** BEGIN DATA FOR PROCESSING **

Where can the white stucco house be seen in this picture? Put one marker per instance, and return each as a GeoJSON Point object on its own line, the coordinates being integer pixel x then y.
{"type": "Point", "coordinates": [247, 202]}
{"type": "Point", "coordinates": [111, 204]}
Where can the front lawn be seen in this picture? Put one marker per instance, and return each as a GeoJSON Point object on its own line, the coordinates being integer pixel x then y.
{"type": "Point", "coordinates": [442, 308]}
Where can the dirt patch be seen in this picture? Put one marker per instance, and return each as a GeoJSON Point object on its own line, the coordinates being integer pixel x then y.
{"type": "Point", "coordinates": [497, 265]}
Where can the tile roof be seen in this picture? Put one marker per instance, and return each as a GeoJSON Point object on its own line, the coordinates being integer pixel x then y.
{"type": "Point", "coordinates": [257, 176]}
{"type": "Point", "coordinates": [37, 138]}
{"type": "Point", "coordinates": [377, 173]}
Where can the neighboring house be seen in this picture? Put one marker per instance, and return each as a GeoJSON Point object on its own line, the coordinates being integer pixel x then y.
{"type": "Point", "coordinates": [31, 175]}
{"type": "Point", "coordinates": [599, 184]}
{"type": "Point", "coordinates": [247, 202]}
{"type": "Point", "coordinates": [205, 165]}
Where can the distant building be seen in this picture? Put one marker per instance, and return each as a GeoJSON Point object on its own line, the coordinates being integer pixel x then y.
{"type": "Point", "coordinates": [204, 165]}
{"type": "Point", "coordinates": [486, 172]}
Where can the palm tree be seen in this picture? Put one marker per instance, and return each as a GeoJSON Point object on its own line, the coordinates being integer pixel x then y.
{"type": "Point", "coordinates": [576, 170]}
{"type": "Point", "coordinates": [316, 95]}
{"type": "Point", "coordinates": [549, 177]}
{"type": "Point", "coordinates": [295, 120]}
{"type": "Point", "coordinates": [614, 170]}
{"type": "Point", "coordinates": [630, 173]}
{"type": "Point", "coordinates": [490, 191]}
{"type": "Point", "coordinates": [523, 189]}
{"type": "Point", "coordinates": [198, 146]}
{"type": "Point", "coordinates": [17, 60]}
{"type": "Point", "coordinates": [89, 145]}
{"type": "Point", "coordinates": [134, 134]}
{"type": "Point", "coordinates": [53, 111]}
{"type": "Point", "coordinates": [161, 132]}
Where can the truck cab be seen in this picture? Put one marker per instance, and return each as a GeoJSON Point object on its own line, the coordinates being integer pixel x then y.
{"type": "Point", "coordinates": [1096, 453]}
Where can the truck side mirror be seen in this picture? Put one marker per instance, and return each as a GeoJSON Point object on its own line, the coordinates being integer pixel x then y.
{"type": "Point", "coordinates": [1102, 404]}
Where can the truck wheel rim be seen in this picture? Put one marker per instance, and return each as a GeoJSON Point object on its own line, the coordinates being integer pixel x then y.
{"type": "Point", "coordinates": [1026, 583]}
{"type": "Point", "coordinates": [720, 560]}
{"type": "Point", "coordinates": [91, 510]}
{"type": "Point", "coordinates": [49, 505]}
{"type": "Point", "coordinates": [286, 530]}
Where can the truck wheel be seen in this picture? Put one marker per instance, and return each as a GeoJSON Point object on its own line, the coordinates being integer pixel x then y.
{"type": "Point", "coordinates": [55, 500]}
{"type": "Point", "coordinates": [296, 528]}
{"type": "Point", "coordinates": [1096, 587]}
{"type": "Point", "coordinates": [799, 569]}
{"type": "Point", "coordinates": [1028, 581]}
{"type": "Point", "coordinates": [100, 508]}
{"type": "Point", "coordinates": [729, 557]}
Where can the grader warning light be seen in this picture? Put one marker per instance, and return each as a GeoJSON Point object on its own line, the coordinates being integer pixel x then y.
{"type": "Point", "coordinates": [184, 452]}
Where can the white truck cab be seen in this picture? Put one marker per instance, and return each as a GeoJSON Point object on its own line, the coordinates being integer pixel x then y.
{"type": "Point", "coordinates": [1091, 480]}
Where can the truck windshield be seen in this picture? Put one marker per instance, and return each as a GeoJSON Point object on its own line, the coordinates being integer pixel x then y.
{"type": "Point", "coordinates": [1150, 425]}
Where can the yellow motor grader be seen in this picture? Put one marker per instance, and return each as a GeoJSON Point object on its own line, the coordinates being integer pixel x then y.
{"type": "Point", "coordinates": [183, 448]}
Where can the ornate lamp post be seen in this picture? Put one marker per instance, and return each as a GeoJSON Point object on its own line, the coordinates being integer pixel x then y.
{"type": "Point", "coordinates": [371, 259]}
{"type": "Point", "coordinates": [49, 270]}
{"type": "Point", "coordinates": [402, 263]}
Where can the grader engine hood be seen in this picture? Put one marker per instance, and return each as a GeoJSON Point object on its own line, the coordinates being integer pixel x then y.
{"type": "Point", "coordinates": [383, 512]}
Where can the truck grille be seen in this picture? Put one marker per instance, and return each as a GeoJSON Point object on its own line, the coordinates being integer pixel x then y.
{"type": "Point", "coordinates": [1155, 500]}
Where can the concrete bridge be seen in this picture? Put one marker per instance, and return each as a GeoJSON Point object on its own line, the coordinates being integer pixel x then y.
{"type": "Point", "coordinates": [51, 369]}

** END DATA FOR PROCESSING **

Render every line of the listing above as a JSON array of strings, one string per line, with blank lines omitted.

_ANSWER TO THE TASK_
[
  "Where can the white stucco house be seen in this picture? Put one marker per instance, and return each as a GeoJSON Point object on its own line, the coordinates being integer pixel x then y.",
  "{\"type\": \"Point\", \"coordinates\": [247, 202]}",
  "{\"type\": \"Point\", \"coordinates\": [111, 204]}",
  "Where can the front lawn be seen in this picture? Put one marker per instance, and return each as a GeoJSON Point object on its own line, the coordinates being integer pixel x then y.",
  "{\"type\": \"Point\", \"coordinates\": [442, 308]}",
  "Where can the dirt patch be seen in this picture? Put one marker per instance, and return each as a GeoJSON Point object on its own line, the coordinates being integer pixel x then y.",
  "{\"type\": \"Point\", \"coordinates\": [497, 265]}",
  "Where can the tile roof be seen in this picture? Put one marker per instance, and return each as a GeoJSON Point object on its own line, the coordinates being integer pixel x then y.",
  "{\"type\": \"Point\", \"coordinates\": [257, 176]}",
  "{\"type\": \"Point\", \"coordinates\": [37, 138]}",
  "{\"type\": \"Point\", \"coordinates\": [377, 173]}",
  "Where can the neighboring house be seen in this picture? Put one marker per instance, and return each as a GeoJSON Point object on its own line, the coordinates being integer pixel x then y.",
  "{\"type\": \"Point\", \"coordinates\": [31, 175]}",
  "{\"type\": \"Point\", \"coordinates\": [599, 184]}",
  "{\"type\": \"Point\", \"coordinates\": [247, 202]}",
  "{\"type\": \"Point\", \"coordinates\": [205, 165]}",
  "Where can the distant building be seen in this picture? Put one marker per instance, and return each as a GeoJSON Point object on its own line, the coordinates being integer pixel x then y.",
  "{\"type\": \"Point\", \"coordinates\": [204, 165]}",
  "{\"type\": \"Point\", \"coordinates\": [486, 172]}",
  "Where can the palm tree be seen in this picture? Put one marker per instance, and return each as a GeoJSON Point object on its own line, the coordinates being integer pixel x then y.",
  "{\"type\": \"Point\", \"coordinates\": [576, 170]}",
  "{\"type\": \"Point\", \"coordinates\": [316, 95]}",
  "{\"type\": \"Point\", \"coordinates\": [549, 177]}",
  "{\"type\": \"Point\", \"coordinates\": [295, 120]}",
  "{\"type\": \"Point\", \"coordinates\": [614, 170]}",
  "{\"type\": \"Point\", \"coordinates\": [630, 173]}",
  "{\"type\": \"Point\", \"coordinates\": [490, 191]}",
  "{\"type\": \"Point\", \"coordinates\": [523, 189]}",
  "{\"type\": \"Point\", \"coordinates\": [198, 146]}",
  "{\"type\": \"Point\", \"coordinates\": [17, 60]}",
  "{\"type\": \"Point\", \"coordinates\": [89, 145]}",
  "{\"type\": \"Point\", \"coordinates\": [134, 134]}",
  "{\"type\": \"Point\", \"coordinates\": [53, 111]}",
  "{\"type\": \"Point\", \"coordinates\": [161, 132]}",
  "Where can the truck cab be seen in this picture? Put one marker per instance, and return each as a GeoJSON Point object on its own line, the coordinates being integer pixel x then y.",
  "{\"type\": \"Point\", \"coordinates\": [1096, 453]}",
  "Where can the truck side mirror be seen in this picture? Put one marker per instance, and return each as a GeoJSON Point object on its own line, the coordinates being integer pixel x then y.",
  "{\"type\": \"Point\", \"coordinates\": [1102, 404]}",
  "Where can the truck wheel rim be seen in this picture? Put one marker per instance, and return each as a GeoJSON Point object on its own line, the coordinates being integer pixel x then y.",
  "{\"type\": \"Point\", \"coordinates\": [1026, 583]}",
  "{\"type\": \"Point\", \"coordinates\": [720, 560]}",
  "{\"type\": \"Point\", \"coordinates\": [91, 510]}",
  "{\"type\": \"Point\", \"coordinates\": [49, 505]}",
  "{\"type\": \"Point\", \"coordinates\": [286, 530]}",
  "Where can the truck wheel be seen in this picture? Put one marker per instance, and return each as a GeoJSON Point object on its own line, the coordinates being integer pixel x then y.",
  "{\"type\": \"Point\", \"coordinates\": [55, 500]}",
  "{\"type\": \"Point\", \"coordinates\": [296, 528]}",
  "{\"type\": \"Point\", \"coordinates\": [1096, 587]}",
  "{\"type\": \"Point\", \"coordinates\": [799, 569]}",
  "{\"type\": \"Point\", \"coordinates\": [1028, 581]}",
  "{\"type\": \"Point\", \"coordinates\": [100, 508]}",
  "{\"type\": \"Point\", \"coordinates\": [729, 557]}",
  "Where can the grader warning light be seen in this picture? Put one marker per instance, and return each as a GeoJSON Point object on its own line, the coordinates being integer pixel x then y.",
  "{\"type\": \"Point\", \"coordinates\": [184, 452]}",
  "Where can the white truck cab be seen in this picture? Put one marker per instance, and return each as a GeoJSON Point object on its own line, the coordinates being integer pixel x then y.",
  "{\"type\": \"Point\", \"coordinates\": [1091, 480]}",
  "Where can the truck windshield be seen in this picture? Put one marker per instance, and return each as a GeoJSON Point object on its own line, the coordinates being integer pixel x then y.",
  "{\"type\": \"Point\", \"coordinates\": [1150, 425]}",
  "Where can the yellow motor grader be seen in this picture? Put one marker per instance, and return each as a GeoJSON Point object on its own line, the coordinates being integer pixel x then y.",
  "{\"type\": \"Point\", \"coordinates\": [183, 448]}",
  "Where can the ornate lamp post be seen in this picture? Put one marker per instance, and return each as a GeoJSON Point object on its own line, the coordinates being integer pixel x then y.",
  "{\"type\": \"Point\", \"coordinates\": [371, 259]}",
  "{\"type\": \"Point\", \"coordinates\": [49, 270]}",
  "{\"type\": \"Point\", \"coordinates\": [402, 263]}",
  "Where can the grader engine hood be seen in this picture? Put one marker per instance, and return each as a GeoJSON Point object on its own line, the coordinates being integer pixel x then y.",
  "{\"type\": \"Point\", \"coordinates\": [383, 512]}",
  "Where can the truck grille be seen in this picture? Put one marker per instance, and return each as a GeoJSON Point object on its own line, the coordinates being integer pixel x then y.",
  "{\"type\": \"Point\", \"coordinates\": [1155, 500]}",
  "Where can the concrete bridge be seen in this picture? Put one marker per instance, and return each as a GeoJSON Point object on its own line, the coordinates being integer pixel x then y.",
  "{\"type\": \"Point\", \"coordinates\": [51, 369]}"
]